[Dataset items]
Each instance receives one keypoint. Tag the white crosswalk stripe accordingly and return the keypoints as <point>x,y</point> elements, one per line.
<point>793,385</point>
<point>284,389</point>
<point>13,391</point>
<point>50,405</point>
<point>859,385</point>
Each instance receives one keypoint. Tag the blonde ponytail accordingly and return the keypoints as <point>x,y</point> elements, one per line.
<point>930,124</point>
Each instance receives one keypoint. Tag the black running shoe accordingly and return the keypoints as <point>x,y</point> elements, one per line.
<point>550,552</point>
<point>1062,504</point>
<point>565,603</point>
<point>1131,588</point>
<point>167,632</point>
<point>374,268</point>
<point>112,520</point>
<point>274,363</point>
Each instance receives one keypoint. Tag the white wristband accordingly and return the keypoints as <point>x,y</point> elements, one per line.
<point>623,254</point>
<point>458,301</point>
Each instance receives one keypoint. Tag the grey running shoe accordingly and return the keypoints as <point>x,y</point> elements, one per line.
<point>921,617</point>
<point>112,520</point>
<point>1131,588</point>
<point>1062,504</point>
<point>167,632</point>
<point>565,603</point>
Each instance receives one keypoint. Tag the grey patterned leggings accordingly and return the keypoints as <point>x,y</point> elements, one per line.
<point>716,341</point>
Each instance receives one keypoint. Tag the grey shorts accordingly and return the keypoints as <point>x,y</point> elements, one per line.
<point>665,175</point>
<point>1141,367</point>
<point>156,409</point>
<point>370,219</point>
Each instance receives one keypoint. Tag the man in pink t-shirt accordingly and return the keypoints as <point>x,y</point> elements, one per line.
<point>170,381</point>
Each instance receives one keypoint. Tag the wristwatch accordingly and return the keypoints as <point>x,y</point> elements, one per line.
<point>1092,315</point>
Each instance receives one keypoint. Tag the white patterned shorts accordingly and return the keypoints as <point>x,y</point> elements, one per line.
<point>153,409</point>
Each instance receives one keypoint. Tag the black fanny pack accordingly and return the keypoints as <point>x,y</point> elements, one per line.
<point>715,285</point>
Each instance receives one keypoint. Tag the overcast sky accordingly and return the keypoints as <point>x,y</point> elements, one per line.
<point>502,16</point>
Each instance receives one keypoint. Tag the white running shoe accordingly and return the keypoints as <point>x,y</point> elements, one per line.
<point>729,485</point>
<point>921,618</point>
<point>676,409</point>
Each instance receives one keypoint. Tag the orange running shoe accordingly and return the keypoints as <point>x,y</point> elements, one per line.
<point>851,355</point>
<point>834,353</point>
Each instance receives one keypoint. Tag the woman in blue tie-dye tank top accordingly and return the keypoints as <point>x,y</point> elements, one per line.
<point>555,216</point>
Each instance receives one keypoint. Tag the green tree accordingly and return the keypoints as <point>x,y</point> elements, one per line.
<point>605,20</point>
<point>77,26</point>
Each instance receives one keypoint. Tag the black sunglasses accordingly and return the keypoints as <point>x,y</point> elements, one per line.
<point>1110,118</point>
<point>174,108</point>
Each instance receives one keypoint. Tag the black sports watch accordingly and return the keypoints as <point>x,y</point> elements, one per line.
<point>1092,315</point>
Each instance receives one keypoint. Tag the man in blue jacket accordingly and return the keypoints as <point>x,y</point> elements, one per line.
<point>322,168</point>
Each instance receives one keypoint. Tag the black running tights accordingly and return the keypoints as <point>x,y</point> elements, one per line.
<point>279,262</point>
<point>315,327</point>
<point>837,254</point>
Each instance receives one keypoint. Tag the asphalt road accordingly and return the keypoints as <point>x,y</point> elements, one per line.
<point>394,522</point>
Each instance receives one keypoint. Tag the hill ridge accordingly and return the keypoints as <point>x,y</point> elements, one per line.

### Brief
Rewrite every one of the entries above, putting "Mark" wherever "Tag" appears and leaving everything else unchanged.

### Task solution
Each instance receives one keypoint. Mark the white crosswalk stripe accordingly and return the keypoints as <point>x,y</point> elements, one per line.
<point>793,385</point>
<point>284,389</point>
<point>13,391</point>
<point>50,405</point>
<point>859,385</point>
Each instance receives one keypoint. Mark the blonde ponytail accordingly and return the keypoints as <point>x,y</point> elements, one per line.
<point>930,124</point>
Each instance receives one keypoint. Mark the black running shoe accordingly and return the keypoints as <point>x,y</point> elements, one per line.
<point>550,552</point>
<point>1062,504</point>
<point>565,603</point>
<point>1131,588</point>
<point>167,632</point>
<point>374,268</point>
<point>112,520</point>
<point>274,363</point>
Each instance receives one keypoint. Mark the white wristband accordingly and return the keypoints as <point>x,y</point> elements, one per line.
<point>623,254</point>
<point>458,301</point>
Each instance receives one keypoint. Mark the grey running shoe accordingly and return the keypoints as <point>x,y</point> elements, one per line.
<point>921,617</point>
<point>112,520</point>
<point>1131,588</point>
<point>1062,504</point>
<point>167,632</point>
<point>565,603</point>
Each instance receives one keypoint. Mark the grey patterned leggings accordingly and return the keypoints as <point>x,y</point> elements, one per line.
<point>716,341</point>
Each instance receives one keypoint. Mark the grey shorts accordingly and return the keypoints as <point>x,y</point> elements, one per line.
<point>665,175</point>
<point>1141,367</point>
<point>156,409</point>
<point>370,219</point>
Each instance receives one keypoint. Mark the man in pink t-shirt accordingly and return the keypoints as <point>x,y</point> elements, one per line.
<point>170,381</point>
Each instance receives one keypoint. Mark the wristwatch accordingly and return the keypoints as <point>x,y</point> elements, one per line.
<point>1092,315</point>
Each instance receives one keypoint. Mark the white patterned shorts accordingly and return the keypoints as <point>x,y</point> elements, one per line.
<point>153,409</point>
Each instance receives one keypoint. Mark the black fanny pack accordingly and return the keypoints as <point>x,y</point> elements, one per line.
<point>715,285</point>
Each instance receives one keypoint. Mark the overcast sky accordingly and return the keypoints as <point>x,y</point> elements, one per line.
<point>502,16</point>
Each instance receives one keypoint. Mark the white running shoe accordingly and return the keypoints as <point>x,y</point> elements, one per line.
<point>729,485</point>
<point>921,618</point>
<point>676,409</point>
Each instance receives one keypoint. Mark the orange running shoe accordingly and return the keypoints as <point>x,y</point> elements, one per line.
<point>851,355</point>
<point>834,353</point>
Each instance receives one keypoint. Mark the woman in blue tie-dye tank top accordingly and return the keypoints as <point>x,y</point> elements, one per line.
<point>555,216</point>
Each instance receives one keypoint. Mark the green tree accordingly and return the keypoints as <point>x,y</point> elements, one per line.
<point>605,20</point>
<point>77,26</point>
Each instance receives one keypoint. Mark the black sunglasses accordingly and return the keypoints as <point>x,y</point> elements, one per line.
<point>1110,118</point>
<point>174,108</point>
Each instance receives one keypoint. Mark the black sports watch accordingly and return the keypoints as <point>x,y</point> elements, one per line.
<point>1092,315</point>
Each instance receives one keypoint. Mark the man in blue jacket accordingly and return the keypoints as <point>x,y</point> elements, one per line.
<point>322,168</point>
Each instance receives one keypoint. Mark the black running tights accordingly and return the keypoints as <point>x,y</point> elements, one per line.
<point>279,262</point>
<point>315,327</point>
<point>837,254</point>
Each instance receives one keypoint. Mark the asphalt road accordingly and return the keypoints as <point>x,y</point> elements, one per line.
<point>394,522</point>
Each instance receives one keypoint. Mark the hill ridge accordingly and return the keypoints as <point>x,y</point> elements, one per line.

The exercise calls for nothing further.